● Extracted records
- - -

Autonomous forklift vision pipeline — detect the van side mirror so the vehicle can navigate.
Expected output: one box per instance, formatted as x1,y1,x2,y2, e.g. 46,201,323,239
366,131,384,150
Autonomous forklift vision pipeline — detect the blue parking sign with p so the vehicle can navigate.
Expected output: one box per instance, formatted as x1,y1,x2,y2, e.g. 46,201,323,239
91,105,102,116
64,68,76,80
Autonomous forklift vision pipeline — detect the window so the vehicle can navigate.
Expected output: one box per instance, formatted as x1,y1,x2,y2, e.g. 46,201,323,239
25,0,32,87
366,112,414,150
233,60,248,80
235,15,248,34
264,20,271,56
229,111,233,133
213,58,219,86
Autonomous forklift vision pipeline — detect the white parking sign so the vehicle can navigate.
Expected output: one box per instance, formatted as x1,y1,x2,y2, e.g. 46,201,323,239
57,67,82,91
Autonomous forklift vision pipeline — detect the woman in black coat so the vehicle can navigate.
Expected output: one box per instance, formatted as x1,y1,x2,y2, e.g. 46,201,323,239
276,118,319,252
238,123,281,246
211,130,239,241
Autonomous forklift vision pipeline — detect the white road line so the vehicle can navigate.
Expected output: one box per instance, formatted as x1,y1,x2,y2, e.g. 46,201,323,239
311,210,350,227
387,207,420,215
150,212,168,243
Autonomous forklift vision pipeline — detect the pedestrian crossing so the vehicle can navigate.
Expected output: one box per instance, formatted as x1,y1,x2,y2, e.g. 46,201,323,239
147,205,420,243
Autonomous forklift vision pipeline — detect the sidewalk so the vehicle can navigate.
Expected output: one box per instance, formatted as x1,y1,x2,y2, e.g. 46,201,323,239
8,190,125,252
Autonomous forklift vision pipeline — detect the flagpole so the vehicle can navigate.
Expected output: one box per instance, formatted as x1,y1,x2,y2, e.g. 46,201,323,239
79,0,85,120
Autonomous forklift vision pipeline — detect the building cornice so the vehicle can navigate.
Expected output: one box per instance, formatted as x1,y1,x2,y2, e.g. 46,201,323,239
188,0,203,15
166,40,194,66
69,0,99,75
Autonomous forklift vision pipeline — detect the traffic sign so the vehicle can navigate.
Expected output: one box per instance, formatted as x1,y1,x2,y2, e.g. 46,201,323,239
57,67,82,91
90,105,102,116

- - -

● Exercise brief
Convert the data from the line with "Autonomous forklift vision pipeline — detect the woman" to the line with "150,212,168,243" into a two-column CSV headed text and boxes. Give one row per object to detect, with its full wording and its answer each in a single quoted field and every line break replaced by a space.

● Solved problem
text,boxes
"Autonomous forklift vision pipeline — detect the woman in black coat so the vehicle can navigate. Expected output: one box per instance, formatted as x1,y1,x2,y2, e.g. 46,201,323,239","276,118,319,252 238,123,281,246 211,130,239,241"
"Autonomous forklift vision pipeline — detect the white road line so the vehicle can navigate. Expected output: one box per instance, formatted as x1,y1,x2,y2, e.g. 46,201,323,239","311,210,350,227 387,207,420,215 150,212,168,243"